● Using the information
A. In the passage on opioid dependence treatment, what percentage of prescription-opioid dependent participants in the POATS had minimal or no opioid use after brief treatment with BUP/NX?
B. Quote the passage on opioid dependence treatment, everything from "Terminology is meaningful" down to "neurobehavioral brain disorder.".
C. Extend the passage on opioid dependence treatment, picking up after its final sentence.

The recently published National Institute on Drug Abuse Clinical Trials Network’s Prescription Opiate Treatment Study (POATS) [1] found that only 6.6% of prescription-opioid dependent participants had minimal or no opioid use following brief treatment with buprenorphine/naloxone (BUP/NX). Patients enrolled in that trial who returned to opioid use on discontinuation of BUP/NX resumed BUP/NX for an extended period. Although 49.2 % of those patients who resumed BUP/NX had a successful outcome at the final week of the extended BUP/NX treatment, the success rate dropped to 8.6% at eight weeks after a two-week dose taper. In neither case did individual opioid dependence counseling (45–60 minute weekly sessions with a trained mental health or substance abuse professional) provide additional benefit over standard medical management (15–20 minute visits with a physician certified to prescribe BUP/NX).

Increasingly, practitioners, administrators, and policymakers in the addiction treatment field have taken to using the terms “medication-assisted treatment” or “medication-assisted recovery” to describe the combination of pharmacotherapy with counseling and/or recovery work. Recovery-movement traditionalists have maintained that addiction remission is not genuine if produced through use of medication alone, because the person has not undergone the interpersonal and spiritual changes deemed necessary for lasting recovery. The terms medication-assisted treatment and medication-assisted recovery manifest this perspective. Such terms bespeak an implicit judgment that medication is only an adjunct to the “truly effective components” of counseling and recovery work.

Terminology is meaningful in a field because it both reflects and influences the beliefs of practitioners. The view that pharmacotherapy-induced remission is less valuable than “real” recovery stigmatizes patients, providers, and the therapy itself. The view of medication as a temporary adjunct opens the door for rejection of patients on medication at some self-help meetings, time limits on insurance coverage for addiction medication, and preference for medication tapering on the part of patients, practitioners and criminal justice professionals, despite evidence that this approach leads to inferior and sometimes adverse outcomes, including death [2]. Such views are contrary to the modern perspective on opioid dependence, that many patients should be treated as having a chronic neurobehavioral brain disorder.

Although one earlier clinical trial conducted among veterans suggested that adding counseling to methadone increased opioid agonist treatment (OAT) efficacy [3], much research prior to the POATS has demonstrated that pharmacotherapy alone is effective treatment for opioid dependence with minimal to no drug-abuse counseling. A recent Cochrane systematic review of the literature found that OAT without counseling is more effective than being waitlisted for treatment or receiving psychosocial treatment with or without placebo [4]. In addition, randomized clinical trials have provided strong evidence for the effectiveness of directly administered methadone without drug abuse counseling for one month [5], four months [6], and six months [7].

● Supplied material
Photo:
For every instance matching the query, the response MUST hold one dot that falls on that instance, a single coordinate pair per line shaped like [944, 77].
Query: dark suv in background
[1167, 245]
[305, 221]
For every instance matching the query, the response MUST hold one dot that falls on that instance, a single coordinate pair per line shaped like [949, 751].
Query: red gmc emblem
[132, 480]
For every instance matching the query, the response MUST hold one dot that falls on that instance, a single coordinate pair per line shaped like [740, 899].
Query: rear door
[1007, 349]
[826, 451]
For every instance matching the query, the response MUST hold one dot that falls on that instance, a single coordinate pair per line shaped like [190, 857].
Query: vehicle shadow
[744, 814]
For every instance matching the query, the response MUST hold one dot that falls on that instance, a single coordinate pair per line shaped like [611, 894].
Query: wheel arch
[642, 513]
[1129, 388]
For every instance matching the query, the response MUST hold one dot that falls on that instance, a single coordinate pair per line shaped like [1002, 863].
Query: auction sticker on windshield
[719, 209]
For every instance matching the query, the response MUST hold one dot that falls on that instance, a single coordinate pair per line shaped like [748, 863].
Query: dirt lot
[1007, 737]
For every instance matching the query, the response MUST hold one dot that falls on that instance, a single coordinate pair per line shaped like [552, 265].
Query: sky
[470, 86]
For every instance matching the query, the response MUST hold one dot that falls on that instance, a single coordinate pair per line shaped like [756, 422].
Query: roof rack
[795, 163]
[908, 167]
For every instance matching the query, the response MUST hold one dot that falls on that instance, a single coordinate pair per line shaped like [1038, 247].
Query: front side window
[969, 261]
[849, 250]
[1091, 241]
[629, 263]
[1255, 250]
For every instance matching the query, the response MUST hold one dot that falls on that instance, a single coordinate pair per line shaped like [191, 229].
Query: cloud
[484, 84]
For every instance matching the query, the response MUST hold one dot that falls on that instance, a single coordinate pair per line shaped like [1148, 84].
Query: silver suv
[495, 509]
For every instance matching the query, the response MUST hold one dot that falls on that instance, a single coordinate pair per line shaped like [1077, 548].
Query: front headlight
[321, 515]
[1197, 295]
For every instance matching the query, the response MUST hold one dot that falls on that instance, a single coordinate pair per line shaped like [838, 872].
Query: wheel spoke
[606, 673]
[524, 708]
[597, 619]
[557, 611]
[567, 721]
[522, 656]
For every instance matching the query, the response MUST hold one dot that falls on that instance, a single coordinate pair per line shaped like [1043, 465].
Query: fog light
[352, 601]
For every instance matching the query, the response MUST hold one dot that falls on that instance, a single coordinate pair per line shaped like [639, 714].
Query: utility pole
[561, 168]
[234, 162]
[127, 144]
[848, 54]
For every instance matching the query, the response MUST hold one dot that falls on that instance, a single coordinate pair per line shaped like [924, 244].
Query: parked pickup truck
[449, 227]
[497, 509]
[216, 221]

● Per-task answers
A. 6.6%

B.
Terminology is meaningful in a field because it both reflects and influences the beliefs of practitioners. The view that pharmacotherapy-induced remission is less valuable than “real” recovery stigmatizes patients, providers, and the therapy itself. The view of medication as a temporary adjunct opens the door for rejection of patients on medication at some self-help meetings, time limits on insurance coverage for addiction medication, and preference for medication tapering on the part of patients, practitioners and criminal justice professionals, despite evidence that this approach leads to inferior and sometimes adverse outcomes, including death [2]. Such views are contrary to the modern perspective on opioid dependence, that many patients should be treated as having a chronic neurobehavioral brain disorder.

C.
Throughout the world, OAT is commonly delivered with minimal or no counseling beyond standard medication management, with rates of treatment retention and improvement in illicit drug use comparable to OAT with counseling [812]. In the United States, a study on office-based buprenorphine treatment also found that intensive counseling with OAT was no more effective than opioid agonist pharmacotherapy with standard medication management [13].

The POATS findings and other rigorous studies demonstrate that OAT is effective in suppressing opioid use as long as it is maintained, and that a tapering detoxification strategy, regardless of duration, fails the great majority of opioid-dependent patients [1416]. As with the treatment of hypertension or diabetes, as long as the patient takes the medication, the disorder’s manifestations are mitigated; when the medication is stopped, those manifestations recur [17]. For many patients seeking treatment for opioid dependence, drug abuse counseling does not appear to add any measurable improvement in outcome beyond prescribed buprenorphine with standard medication management delivered in an office-based setting [1], or direct administration of methadone without counseling in an opiate treatment program [7, 18].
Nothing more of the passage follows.